## Short problem
Answer from the enthalpy-of-formation text below:
1. What standard enthalpy change did the scientist measure for the reaction?
2. Which two gases react to form COCl2(g)?
3. According to the step-by-step explanation, which two kinds of values are used to determine the standard enthalpy of formation of COCl2(g)?

## Selected text

Question

A scientist measures the standard enthalpy change for the following reaction to be -115.5 kJ: CO(g) + Cl2(g)___COCl2(g) Based on this value and the standard enthalpies of formation for the other substances, the standard enthalpy of formation of COCl2(g) is ________ kJ/mol.

Answer 1

The standard enthalpy of formation of COCl2(g) is 115.5 kJ/mol.

Step-by-step explanation:

To determine the standard enthalpy of formation of COCl2(g), we can use the given value for the standard enthalpy change of the reaction and the standard enthalpies of formation for the other substances. The reaction is:

CO(g) + Cl2(g) → COCl2(g)

## Data
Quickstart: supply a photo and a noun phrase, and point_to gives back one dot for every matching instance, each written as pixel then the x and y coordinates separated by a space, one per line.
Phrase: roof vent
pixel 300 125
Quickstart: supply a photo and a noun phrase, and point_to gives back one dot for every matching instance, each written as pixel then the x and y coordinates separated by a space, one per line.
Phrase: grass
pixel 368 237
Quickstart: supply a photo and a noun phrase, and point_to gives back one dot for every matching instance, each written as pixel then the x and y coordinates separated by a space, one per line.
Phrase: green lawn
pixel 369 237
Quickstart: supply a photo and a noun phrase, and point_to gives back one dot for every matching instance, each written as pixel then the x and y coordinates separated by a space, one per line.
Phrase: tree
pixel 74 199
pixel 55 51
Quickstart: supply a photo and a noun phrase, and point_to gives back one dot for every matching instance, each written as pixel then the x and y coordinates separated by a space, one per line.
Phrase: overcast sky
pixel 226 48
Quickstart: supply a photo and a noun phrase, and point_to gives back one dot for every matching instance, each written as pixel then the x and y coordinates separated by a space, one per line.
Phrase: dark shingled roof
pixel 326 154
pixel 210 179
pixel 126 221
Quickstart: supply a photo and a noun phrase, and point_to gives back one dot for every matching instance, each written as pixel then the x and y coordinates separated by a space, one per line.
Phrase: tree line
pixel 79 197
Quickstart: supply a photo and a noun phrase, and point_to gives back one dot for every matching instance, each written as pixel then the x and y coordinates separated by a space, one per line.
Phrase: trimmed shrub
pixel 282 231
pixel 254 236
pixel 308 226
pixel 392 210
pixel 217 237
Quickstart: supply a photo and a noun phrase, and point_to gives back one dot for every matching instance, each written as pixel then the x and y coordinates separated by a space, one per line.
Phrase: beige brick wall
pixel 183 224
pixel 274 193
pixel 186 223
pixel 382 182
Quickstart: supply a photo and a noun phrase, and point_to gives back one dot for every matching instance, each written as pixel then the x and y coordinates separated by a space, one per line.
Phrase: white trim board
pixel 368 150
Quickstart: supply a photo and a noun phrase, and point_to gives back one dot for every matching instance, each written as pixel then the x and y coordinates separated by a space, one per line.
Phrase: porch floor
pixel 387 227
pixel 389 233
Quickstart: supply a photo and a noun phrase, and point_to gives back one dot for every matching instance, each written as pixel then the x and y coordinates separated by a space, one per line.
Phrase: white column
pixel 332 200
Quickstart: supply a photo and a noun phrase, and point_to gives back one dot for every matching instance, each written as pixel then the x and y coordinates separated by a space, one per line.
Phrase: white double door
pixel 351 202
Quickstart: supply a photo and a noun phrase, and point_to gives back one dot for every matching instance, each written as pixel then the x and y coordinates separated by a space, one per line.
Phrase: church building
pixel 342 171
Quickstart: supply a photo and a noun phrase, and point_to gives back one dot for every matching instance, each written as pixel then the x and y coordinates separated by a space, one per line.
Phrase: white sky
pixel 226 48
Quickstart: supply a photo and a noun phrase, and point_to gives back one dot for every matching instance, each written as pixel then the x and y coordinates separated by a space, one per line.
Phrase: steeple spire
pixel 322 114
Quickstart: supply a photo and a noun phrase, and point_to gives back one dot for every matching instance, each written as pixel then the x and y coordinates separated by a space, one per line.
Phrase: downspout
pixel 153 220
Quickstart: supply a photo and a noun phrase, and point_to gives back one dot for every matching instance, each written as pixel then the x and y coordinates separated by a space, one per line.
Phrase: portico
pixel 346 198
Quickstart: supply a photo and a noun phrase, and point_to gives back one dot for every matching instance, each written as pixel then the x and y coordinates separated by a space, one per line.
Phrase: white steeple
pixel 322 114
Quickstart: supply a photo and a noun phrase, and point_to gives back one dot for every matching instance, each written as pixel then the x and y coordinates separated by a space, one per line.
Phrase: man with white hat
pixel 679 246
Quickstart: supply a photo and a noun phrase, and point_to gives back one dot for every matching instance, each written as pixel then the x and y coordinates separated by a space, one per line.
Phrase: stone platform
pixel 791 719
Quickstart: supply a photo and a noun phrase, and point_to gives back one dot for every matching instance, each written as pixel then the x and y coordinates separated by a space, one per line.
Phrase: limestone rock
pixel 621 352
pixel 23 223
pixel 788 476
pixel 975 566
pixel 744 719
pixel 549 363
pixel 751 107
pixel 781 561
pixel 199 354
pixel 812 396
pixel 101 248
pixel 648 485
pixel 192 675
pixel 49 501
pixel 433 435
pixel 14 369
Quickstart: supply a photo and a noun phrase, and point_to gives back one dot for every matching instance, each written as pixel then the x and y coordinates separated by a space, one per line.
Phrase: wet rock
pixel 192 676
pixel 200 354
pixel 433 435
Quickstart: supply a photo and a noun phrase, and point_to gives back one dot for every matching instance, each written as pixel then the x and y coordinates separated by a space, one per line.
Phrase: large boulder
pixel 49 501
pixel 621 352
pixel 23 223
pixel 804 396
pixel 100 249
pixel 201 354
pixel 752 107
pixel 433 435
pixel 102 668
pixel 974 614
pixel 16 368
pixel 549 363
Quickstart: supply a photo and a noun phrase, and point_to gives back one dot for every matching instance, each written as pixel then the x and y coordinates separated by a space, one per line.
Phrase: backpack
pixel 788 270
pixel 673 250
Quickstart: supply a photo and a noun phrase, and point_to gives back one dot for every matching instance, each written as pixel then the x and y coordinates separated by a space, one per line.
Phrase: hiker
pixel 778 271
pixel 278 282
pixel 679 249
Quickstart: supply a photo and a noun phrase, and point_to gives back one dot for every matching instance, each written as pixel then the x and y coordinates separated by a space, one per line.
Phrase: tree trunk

## Exercise result
1. -115.5 kJ
2. CO(g) and Cl2(g)
3. The given standard enthalpy change of the reaction and the standard enthalpies of formation for the other substances